Description of the task: The records that follow must be repeated exactly, except for their pictures.

Data records:

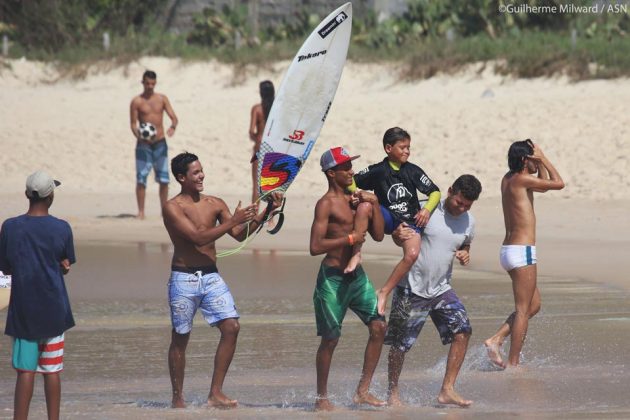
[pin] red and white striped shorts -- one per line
(44, 355)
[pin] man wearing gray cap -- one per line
(337, 291)
(37, 250)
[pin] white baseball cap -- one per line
(40, 185)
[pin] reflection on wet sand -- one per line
(575, 360)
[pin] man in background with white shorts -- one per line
(518, 253)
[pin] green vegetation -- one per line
(433, 36)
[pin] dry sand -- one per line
(78, 130)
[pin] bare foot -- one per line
(381, 301)
(449, 396)
(518, 369)
(369, 399)
(494, 353)
(219, 400)
(394, 400)
(355, 260)
(323, 404)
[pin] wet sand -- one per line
(575, 356)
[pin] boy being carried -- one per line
(396, 182)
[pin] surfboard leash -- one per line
(266, 217)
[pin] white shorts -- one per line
(515, 256)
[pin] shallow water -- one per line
(115, 365)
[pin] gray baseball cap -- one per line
(40, 185)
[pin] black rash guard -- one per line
(396, 190)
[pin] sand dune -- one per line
(78, 129)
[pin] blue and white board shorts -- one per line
(207, 291)
(148, 156)
(516, 256)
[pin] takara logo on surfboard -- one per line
(330, 26)
(311, 55)
(296, 137)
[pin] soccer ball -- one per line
(147, 131)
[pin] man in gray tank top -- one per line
(426, 289)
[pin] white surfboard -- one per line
(5, 290)
(303, 101)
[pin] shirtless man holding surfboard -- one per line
(194, 222)
(332, 234)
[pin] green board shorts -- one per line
(336, 292)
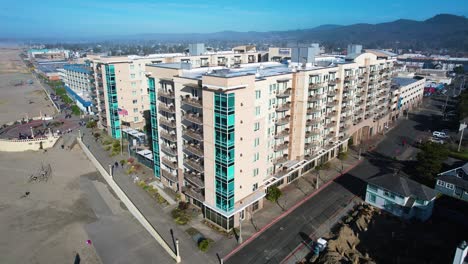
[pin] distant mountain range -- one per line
(441, 31)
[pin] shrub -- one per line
(343, 155)
(180, 216)
(204, 245)
(91, 124)
(183, 205)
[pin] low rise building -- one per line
(454, 182)
(401, 196)
(406, 94)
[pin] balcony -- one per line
(169, 163)
(282, 134)
(167, 136)
(315, 97)
(280, 160)
(332, 92)
(313, 121)
(194, 149)
(166, 174)
(282, 146)
(315, 109)
(195, 193)
(171, 151)
(313, 132)
(166, 108)
(193, 102)
(194, 134)
(330, 125)
(282, 121)
(284, 107)
(167, 94)
(167, 122)
(194, 118)
(194, 179)
(193, 164)
(331, 114)
(312, 145)
(313, 86)
(284, 94)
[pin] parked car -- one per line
(439, 134)
(437, 140)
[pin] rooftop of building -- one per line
(50, 67)
(81, 68)
(402, 81)
(259, 70)
(403, 186)
(457, 176)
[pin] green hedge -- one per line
(459, 155)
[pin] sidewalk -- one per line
(153, 212)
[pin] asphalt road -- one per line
(274, 244)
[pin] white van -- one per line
(439, 134)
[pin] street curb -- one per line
(281, 216)
(312, 235)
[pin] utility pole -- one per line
(178, 258)
(462, 128)
(240, 241)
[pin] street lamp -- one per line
(240, 240)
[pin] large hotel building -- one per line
(223, 135)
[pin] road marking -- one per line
(263, 229)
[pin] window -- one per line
(256, 156)
(254, 187)
(257, 110)
(372, 187)
(255, 172)
(389, 194)
(257, 126)
(255, 206)
(258, 94)
(256, 142)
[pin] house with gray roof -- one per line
(454, 183)
(401, 196)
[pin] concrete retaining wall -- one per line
(124, 198)
(27, 144)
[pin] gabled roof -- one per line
(404, 186)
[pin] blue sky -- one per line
(46, 18)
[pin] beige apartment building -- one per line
(122, 88)
(222, 136)
(406, 94)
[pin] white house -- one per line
(401, 196)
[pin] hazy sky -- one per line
(89, 18)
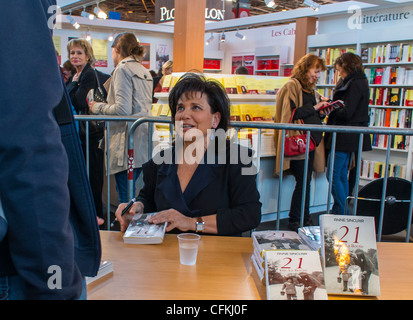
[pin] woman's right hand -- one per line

Written response:
[pin] red and white striped shorts -- one per line
(44, 355)
[pin] man wearing gray cap -- one per line
(337, 291)
(37, 250)
[pin] white baseball cap -- one per line
(40, 185)
[pin] reflection on wet sand -- one per line
(575, 360)
[pin] man in background with white shorts -- one per line
(518, 253)
[pin] green vegetation -- one per line
(433, 36)
[pin] dry sand -- one per line
(78, 130)
[pin] bare foot -- one per line
(381, 301)
(449, 396)
(518, 369)
(369, 399)
(494, 353)
(219, 400)
(394, 400)
(355, 260)
(323, 404)
[pin] wet sand -- one per line
(575, 356)
[pin] boy being carried -- one per line
(396, 182)
[pin] surfboard leash -- one per line
(266, 217)
[pin] white shorts -- one per line
(515, 256)
[pin] shallow water -- one per line
(115, 365)
[pin] gray baseball cap -- one per line
(40, 185)
[pin] black rash guard -- one per line
(396, 190)
[pin] sand dune -- one per line
(78, 129)
[pin] blue and white board shorts -- one per line
(207, 291)
(148, 156)
(516, 256)
[pin] takara logo on surfboard -- one per line
(330, 26)
(311, 55)
(296, 137)
[pin] soccer ball -- one per line
(147, 131)
[pin] man in gray tank top -- one per line
(426, 289)
[pin] white surfboard -- one per line
(5, 290)
(303, 101)
[pin] shirtless man holding surfboard -- one per line
(194, 222)
(332, 234)
[pin] green board shorts -- one per line
(336, 292)
[pin] distant mountain range -- one per line
(441, 31)
[pin] shrub -- one per line
(343, 155)
(180, 216)
(204, 245)
(91, 124)
(183, 205)
[pin] low rise building -- one per line
(454, 182)
(401, 196)
(406, 94)
[pin] balcony -- one per line
(169, 163)
(282, 134)
(167, 136)
(315, 97)
(280, 160)
(332, 92)
(313, 121)
(194, 149)
(166, 174)
(282, 146)
(315, 109)
(195, 193)
(171, 151)
(313, 132)
(166, 108)
(193, 102)
(194, 134)
(330, 125)
(282, 121)
(284, 107)
(167, 94)
(167, 122)
(194, 118)
(194, 179)
(193, 164)
(331, 114)
(312, 145)
(313, 86)
(284, 94)
[pin] parked car -- one per line
(439, 134)
(437, 140)
[pin] rooftop of building -- one per line
(50, 67)
(81, 68)
(402, 81)
(259, 70)
(403, 186)
(457, 176)
[pin] green hedge -- one per line
(459, 155)
[pin] sidewalk -- one per line
(153, 212)
[pin] asphalt road -- one per line
(274, 244)
[pin] white van -- one per line
(439, 134)
[pin] street curb -- one per line
(281, 216)
(312, 235)
[pin] utility pole -- one per line
(178, 258)
(462, 128)
(240, 241)
[pin] street lamp -- one per line
(240, 240)
[pin] large hotel building -- one per line
(223, 135)
[pin] road marking -- one per line
(263, 229)
[pin] window -- one per line
(256, 156)
(254, 187)
(257, 110)
(372, 187)
(255, 172)
(389, 194)
(257, 126)
(255, 206)
(258, 94)
(256, 142)
[pin] house with gray roof -- one per line
(454, 183)
(401, 196)
[pin] concrete retaining wall -- one per line
(124, 198)
(27, 144)
[pin] gabled roof -- one per line
(404, 186)
[pin] blue sky -- one per line
(46, 18)
[pin] beige apartment building -- one per line
(122, 88)
(222, 136)
(406, 94)
[pin] white house -- one per line
(401, 196)
[pin] hazy sky -- one per line
(89, 18)
[pin] woman's right hand -- one per line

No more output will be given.